ЗАДАНИЕ A
Найдите в записях все строки со словом «vase» и выпишите их. Регистр букв учитывается.

ФРАГМЕНТ ТЕКСТА
Когда в интернате для умственно отсталых детишек мальчишку, в наказание за то, что он писается, укладывают спать на голую панцирную сетку кровати, то не мудрено, что, едва выйдя из интерната, он берет в руку кирпич и первую, похожую на его воспитательницу прохожую огревает по голове. Он, а не его воспитатель, объявляется преступником. Эта агрессия, как и всякая агрессия, - реакция человека на издевательство над ним.
Такая жестокость - из ряду вон. Она очевидна.
Но есть и другая жестокость, повседневная.
•
Есть жестокость, которая принимается за благо и подается, как благо, так, что и сам претерпевающий считает ее благом. Порой не догадывается даже, что может быть иначе.
Это жестокость, когда с трех-пяти лет мы любим не ребенка, а себя в нем. И не растим, предоставляя ему выбирать и строить самого себя, а, считая его tabula rasa - голой доской, рисуем на ней, что хотим, по своему произволу. Подавляем инициативу - саму способность выбирать. Дрессируем ребенка в камикадзе. Как собачку, готовую с радостью бросаться с гранатами под танк.

ЗАДАНИЕ B
Перепишите из текста о жестокости к детям отрывок, начиная со слов «Но есть и другая» и заканчивая словами «гранатами под танк.».

[Записи из набора данных]
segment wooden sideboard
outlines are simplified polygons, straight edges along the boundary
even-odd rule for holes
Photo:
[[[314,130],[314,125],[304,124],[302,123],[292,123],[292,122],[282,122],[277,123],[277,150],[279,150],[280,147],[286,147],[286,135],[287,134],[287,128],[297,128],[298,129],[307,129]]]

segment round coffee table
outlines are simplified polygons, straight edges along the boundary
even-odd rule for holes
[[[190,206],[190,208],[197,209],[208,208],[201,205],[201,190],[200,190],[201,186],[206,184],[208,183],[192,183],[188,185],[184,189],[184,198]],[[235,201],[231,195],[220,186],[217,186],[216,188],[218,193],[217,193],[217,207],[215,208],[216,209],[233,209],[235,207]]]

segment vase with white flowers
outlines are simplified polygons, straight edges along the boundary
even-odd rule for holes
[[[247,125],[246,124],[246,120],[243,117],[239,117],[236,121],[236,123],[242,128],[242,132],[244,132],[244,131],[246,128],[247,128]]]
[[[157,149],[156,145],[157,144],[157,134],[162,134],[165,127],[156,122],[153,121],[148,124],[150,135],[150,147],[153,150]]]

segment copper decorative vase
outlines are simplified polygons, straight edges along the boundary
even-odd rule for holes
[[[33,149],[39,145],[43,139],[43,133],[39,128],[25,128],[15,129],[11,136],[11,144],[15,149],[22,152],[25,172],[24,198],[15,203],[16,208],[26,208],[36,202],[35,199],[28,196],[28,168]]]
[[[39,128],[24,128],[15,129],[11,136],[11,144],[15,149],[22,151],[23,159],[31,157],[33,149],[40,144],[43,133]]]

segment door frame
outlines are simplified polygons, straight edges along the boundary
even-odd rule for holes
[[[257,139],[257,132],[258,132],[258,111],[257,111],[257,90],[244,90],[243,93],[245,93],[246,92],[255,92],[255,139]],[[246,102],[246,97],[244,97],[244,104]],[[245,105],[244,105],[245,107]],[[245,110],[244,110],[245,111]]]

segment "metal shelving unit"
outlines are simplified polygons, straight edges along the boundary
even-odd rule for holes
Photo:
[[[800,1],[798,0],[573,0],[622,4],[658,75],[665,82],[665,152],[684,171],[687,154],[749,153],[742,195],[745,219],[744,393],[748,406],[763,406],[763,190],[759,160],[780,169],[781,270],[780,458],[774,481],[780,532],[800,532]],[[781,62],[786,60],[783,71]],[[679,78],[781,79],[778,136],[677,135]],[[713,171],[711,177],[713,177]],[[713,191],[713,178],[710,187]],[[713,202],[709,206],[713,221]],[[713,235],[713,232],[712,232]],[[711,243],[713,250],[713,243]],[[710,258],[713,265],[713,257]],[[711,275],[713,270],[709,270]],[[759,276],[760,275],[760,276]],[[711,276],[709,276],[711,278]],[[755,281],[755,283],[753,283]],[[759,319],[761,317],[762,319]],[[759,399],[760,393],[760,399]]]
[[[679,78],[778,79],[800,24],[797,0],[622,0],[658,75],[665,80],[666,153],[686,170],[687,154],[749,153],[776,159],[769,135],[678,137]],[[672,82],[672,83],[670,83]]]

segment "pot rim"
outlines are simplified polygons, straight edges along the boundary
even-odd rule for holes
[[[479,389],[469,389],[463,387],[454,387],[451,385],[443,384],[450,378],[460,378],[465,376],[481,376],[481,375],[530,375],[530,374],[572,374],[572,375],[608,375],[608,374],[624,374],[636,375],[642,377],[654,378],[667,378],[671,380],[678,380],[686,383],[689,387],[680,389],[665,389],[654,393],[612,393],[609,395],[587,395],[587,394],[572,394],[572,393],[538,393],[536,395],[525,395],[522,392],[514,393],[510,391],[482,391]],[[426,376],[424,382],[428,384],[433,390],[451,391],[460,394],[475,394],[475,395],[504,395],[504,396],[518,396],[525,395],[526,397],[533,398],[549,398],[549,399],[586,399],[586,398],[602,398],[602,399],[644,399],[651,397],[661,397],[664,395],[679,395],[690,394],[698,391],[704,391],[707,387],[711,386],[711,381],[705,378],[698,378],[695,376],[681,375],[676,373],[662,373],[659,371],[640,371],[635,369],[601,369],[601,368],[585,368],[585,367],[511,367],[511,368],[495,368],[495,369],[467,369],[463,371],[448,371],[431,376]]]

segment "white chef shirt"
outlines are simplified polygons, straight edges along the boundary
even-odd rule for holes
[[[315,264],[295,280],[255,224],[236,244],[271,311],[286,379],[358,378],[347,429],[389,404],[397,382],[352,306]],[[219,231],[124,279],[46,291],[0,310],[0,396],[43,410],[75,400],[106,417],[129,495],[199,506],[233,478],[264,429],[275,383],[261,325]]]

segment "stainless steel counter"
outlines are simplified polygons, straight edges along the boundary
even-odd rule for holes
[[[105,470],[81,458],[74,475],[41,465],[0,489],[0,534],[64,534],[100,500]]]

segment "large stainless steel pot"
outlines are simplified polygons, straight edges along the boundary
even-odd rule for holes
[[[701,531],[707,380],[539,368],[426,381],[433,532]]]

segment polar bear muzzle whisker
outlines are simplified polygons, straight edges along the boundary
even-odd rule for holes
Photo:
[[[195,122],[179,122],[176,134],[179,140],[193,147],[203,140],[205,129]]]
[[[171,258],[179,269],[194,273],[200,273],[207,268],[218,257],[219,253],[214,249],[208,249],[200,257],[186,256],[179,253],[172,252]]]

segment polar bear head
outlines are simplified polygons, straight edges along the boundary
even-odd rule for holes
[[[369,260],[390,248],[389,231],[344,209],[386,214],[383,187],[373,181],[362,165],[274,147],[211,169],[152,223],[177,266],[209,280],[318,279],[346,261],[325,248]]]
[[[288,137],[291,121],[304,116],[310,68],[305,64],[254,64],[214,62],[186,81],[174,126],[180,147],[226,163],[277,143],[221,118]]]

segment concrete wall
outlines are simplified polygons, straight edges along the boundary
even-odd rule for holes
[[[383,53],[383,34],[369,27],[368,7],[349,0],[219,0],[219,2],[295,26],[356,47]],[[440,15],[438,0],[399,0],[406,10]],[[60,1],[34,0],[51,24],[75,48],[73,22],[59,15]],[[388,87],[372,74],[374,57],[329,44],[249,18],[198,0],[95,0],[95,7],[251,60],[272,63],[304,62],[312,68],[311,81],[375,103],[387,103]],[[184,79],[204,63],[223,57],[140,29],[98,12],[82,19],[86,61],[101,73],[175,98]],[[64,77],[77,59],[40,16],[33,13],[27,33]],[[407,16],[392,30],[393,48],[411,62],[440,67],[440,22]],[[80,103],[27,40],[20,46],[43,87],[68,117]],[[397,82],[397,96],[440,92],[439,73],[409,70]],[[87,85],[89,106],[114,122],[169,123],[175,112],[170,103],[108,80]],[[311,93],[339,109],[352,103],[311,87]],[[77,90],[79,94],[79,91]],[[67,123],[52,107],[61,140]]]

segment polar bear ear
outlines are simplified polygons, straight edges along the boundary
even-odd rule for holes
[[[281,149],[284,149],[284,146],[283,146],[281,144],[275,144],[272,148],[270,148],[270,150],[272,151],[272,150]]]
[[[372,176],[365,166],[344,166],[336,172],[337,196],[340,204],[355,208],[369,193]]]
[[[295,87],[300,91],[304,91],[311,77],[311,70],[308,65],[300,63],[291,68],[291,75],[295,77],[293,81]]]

ОТВЕТ A
segment vase with white flowers
segment copper decorative vase

ОТВЕТ B
Но есть и другая жестокость, повседневная.
•
Есть жестокость, которая принимается за благо и подается, как благо, так, что и сам претерпевающий считает ее благом. Порой не догадывается даже, что может быть иначе.
Это жестокость, когда с трех-пяти лет мы любим не ребенка, а себя в нем. И не растим, предоставляя ему выбирать и строить самого себя, а, считая его tabula rasa - голой доской, рисуем на ней, что хотим, по своему произволу. Подавляем инициативу - саму способность выбирать. Дрессируем ребенка в камикадзе. Как собачку, готовую с радостью бросаться с гранатами под танк.